A farmer walks past an abandon military tank in Ethiopia's Tigray region Dec. 7, 2021. International human rights organizations said the regional Amhara security forces and an allied militia known as Fano were responsible for a surge in mass detentions, killings and forced expulsions of ethnic Tigrayans. CNS photo/Kumera Gemechu, Reuters

Human rights groups raise alarm over new atrocities in Western Tigray

By  Fredrick Nzwili, Catholic News Service
  • December 16, 2021

NAIROBI, Kenya -- International human rights organizations have warned of a new wave of atrocities in the Ethiopian region of Tigray, as Catholic Church leaders continued to express concerns over the detention of priests, nuns and lay members.

Amnesty International and the U.S-based Human Rights Watch said the regional Amhara security forces and an allied militia known as Fano were responsible for a surge in mass detentions, killings and forced expulsions of ethnic Tigrayans in Western Tigray.

Scores have been put in detention, where they are being tortured, starved and denied medical care. Those attempting to flee the violence are being attacked and killed, according to the organizations.

━━━━━━

* [Problem set]:
[1] In the Tigray news article, what is the name of the militia allied with the regional Amhara security forces?
[2] Extract the passage of the Tigray news article starting at "Amnesty International and" and ending at "in Western Tigray.".

* [Stored data]:
━━━━━━

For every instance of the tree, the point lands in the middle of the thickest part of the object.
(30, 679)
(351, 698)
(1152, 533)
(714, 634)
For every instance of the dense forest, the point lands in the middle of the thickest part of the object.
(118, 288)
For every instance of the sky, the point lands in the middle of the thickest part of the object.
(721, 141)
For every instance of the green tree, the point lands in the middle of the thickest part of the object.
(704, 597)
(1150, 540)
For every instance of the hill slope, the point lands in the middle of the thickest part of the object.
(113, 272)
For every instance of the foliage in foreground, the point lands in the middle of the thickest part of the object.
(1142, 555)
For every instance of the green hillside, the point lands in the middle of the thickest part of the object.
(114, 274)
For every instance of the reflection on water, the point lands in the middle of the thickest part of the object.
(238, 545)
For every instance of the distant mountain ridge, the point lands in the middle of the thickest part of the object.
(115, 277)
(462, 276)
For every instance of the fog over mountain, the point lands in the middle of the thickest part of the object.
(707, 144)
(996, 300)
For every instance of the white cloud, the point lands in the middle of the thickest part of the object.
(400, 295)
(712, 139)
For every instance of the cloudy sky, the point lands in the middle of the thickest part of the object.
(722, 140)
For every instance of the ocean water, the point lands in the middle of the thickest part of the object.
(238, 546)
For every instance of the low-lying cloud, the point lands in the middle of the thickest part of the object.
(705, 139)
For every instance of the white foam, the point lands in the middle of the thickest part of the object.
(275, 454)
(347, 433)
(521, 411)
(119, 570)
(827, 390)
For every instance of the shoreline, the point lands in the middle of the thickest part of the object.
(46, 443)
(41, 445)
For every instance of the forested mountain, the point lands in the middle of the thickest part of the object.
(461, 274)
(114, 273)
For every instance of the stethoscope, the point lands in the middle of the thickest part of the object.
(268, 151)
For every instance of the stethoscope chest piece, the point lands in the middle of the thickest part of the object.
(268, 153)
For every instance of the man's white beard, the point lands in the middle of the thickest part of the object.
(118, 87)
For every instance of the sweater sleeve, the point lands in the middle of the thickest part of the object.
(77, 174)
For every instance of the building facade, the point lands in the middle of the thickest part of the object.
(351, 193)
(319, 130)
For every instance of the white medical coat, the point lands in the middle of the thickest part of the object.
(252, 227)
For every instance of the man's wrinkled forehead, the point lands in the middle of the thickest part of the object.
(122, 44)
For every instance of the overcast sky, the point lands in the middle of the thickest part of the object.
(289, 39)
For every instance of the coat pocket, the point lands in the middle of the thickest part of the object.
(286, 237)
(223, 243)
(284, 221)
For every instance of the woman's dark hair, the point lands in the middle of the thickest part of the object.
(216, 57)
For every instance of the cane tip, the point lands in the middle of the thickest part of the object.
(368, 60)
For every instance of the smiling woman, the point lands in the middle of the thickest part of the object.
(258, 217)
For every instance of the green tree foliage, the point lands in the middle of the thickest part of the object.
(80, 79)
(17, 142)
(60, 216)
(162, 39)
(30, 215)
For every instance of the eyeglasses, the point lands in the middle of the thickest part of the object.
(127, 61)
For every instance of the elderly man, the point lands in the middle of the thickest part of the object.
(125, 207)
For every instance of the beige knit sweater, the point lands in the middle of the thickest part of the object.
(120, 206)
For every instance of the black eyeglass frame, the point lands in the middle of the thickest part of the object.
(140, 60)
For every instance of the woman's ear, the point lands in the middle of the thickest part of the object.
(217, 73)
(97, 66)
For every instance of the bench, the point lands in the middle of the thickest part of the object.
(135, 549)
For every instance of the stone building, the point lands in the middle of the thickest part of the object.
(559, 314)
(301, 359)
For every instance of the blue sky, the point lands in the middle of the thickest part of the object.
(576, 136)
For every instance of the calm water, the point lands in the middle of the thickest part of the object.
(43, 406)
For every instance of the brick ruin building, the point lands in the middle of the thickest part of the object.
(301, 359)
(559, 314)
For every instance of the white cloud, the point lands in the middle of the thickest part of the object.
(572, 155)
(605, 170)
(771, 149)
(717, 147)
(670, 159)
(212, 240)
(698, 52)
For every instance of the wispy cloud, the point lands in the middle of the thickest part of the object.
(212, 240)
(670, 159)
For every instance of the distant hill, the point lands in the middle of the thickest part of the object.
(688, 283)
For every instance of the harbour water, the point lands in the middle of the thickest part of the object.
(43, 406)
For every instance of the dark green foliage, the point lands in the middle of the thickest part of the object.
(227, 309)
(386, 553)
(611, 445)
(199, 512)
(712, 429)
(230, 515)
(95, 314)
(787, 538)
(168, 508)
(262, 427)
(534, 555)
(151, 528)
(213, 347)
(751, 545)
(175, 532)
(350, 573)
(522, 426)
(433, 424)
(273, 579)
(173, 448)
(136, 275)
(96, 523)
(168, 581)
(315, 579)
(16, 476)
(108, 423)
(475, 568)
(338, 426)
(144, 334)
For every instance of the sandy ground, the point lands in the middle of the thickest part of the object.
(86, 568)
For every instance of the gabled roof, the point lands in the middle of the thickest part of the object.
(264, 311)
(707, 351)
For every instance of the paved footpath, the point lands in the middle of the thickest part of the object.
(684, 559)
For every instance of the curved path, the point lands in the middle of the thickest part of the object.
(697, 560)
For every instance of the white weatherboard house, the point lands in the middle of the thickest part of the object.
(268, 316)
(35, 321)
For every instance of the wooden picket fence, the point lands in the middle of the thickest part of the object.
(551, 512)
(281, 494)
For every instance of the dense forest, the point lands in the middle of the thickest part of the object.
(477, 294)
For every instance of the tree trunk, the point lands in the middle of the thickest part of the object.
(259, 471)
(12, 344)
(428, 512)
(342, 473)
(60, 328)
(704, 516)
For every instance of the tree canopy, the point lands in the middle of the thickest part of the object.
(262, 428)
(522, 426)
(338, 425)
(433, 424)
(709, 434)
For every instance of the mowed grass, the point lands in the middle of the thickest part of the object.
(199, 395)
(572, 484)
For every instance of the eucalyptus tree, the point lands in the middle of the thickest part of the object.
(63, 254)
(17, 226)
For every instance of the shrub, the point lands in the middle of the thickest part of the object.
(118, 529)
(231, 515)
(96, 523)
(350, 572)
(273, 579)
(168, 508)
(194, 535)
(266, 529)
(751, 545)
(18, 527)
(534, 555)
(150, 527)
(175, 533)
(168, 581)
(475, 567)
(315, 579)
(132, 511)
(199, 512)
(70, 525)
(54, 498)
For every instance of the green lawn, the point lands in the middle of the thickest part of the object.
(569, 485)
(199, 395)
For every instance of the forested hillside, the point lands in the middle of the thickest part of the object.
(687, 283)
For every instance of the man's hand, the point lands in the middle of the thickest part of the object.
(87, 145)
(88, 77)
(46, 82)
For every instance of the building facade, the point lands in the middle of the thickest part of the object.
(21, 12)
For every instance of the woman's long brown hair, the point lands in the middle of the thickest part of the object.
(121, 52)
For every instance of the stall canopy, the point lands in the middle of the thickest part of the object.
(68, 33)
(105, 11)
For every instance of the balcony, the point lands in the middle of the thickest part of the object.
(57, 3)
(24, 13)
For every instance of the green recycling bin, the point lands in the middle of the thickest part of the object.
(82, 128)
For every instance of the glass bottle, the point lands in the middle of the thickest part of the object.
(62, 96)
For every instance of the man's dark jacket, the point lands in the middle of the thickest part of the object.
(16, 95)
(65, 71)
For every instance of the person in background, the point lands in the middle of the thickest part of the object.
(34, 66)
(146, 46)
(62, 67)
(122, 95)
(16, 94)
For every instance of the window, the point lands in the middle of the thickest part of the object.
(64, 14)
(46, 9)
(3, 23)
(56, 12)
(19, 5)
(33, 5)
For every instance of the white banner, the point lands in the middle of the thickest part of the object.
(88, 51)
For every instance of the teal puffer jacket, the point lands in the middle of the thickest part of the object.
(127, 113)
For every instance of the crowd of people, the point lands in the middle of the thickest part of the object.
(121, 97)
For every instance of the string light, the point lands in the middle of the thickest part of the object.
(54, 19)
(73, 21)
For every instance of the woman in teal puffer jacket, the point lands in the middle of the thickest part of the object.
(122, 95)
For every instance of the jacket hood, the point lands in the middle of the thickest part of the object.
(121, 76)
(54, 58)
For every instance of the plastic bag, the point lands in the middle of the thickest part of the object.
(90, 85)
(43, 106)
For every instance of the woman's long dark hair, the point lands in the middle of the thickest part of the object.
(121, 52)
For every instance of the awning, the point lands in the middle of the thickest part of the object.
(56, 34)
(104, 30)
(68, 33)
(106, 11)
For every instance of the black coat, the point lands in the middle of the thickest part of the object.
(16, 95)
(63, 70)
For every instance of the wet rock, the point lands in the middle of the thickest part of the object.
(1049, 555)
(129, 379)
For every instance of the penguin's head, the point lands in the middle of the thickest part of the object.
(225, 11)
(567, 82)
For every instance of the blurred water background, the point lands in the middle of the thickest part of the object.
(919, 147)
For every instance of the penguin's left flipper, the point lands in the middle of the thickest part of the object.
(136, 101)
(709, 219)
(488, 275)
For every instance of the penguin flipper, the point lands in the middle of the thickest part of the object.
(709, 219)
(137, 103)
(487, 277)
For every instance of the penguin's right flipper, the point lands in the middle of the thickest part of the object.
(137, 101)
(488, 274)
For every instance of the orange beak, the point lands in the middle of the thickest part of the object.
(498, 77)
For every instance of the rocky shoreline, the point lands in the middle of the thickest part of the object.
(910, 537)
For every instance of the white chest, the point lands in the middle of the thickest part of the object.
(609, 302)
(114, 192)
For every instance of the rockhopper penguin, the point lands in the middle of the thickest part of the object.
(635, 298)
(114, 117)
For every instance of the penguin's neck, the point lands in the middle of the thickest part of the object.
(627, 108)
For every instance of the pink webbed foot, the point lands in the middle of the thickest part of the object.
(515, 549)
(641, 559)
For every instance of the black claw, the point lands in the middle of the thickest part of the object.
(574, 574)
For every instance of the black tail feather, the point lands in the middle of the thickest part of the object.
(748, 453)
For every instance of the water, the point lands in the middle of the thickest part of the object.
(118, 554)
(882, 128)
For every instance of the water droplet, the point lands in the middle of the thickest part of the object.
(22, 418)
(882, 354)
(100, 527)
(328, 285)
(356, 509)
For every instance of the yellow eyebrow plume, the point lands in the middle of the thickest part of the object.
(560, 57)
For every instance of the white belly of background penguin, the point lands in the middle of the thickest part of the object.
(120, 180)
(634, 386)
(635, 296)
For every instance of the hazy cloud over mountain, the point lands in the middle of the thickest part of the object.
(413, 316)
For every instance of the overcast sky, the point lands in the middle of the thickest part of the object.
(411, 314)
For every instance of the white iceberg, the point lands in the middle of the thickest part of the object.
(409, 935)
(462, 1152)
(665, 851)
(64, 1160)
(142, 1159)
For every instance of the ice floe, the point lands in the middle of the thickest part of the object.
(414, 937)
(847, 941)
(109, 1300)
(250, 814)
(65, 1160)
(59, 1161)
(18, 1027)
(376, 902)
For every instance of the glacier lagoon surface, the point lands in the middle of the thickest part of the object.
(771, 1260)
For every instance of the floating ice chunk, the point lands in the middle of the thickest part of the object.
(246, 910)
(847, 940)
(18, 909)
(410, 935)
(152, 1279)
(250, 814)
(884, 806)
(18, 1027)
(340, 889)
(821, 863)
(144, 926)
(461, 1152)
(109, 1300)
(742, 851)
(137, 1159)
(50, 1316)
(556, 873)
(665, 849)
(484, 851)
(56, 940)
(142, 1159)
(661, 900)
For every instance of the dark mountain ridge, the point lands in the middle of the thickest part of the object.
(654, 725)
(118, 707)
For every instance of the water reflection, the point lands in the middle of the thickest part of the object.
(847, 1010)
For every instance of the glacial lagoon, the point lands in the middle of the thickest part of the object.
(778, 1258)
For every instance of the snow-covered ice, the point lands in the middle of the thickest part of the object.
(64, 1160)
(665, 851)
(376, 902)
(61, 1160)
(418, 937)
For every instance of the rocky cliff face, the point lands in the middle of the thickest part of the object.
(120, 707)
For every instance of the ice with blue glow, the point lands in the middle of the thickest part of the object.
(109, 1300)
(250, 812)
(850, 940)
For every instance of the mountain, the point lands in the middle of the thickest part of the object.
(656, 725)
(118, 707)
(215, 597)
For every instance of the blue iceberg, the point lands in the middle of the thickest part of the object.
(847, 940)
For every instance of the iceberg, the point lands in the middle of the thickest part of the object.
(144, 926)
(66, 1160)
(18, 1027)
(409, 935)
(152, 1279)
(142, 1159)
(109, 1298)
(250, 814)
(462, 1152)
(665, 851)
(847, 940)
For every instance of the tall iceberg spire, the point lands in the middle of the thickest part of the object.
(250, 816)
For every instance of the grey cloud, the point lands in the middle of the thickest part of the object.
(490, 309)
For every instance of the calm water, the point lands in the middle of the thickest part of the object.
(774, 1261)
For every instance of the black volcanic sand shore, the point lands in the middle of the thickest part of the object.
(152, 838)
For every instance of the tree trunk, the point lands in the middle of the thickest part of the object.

━━━━━━

* [Responses in order]:
[1] Fano

[2]
Amnesty International and the U.S-based Human Rights Watch said the regional Amhara security forces and an allied militia known as Fano were responsible for a surge in mass detentions, killings and forced expulsions of ethnic Tigrayans in Western Tigray.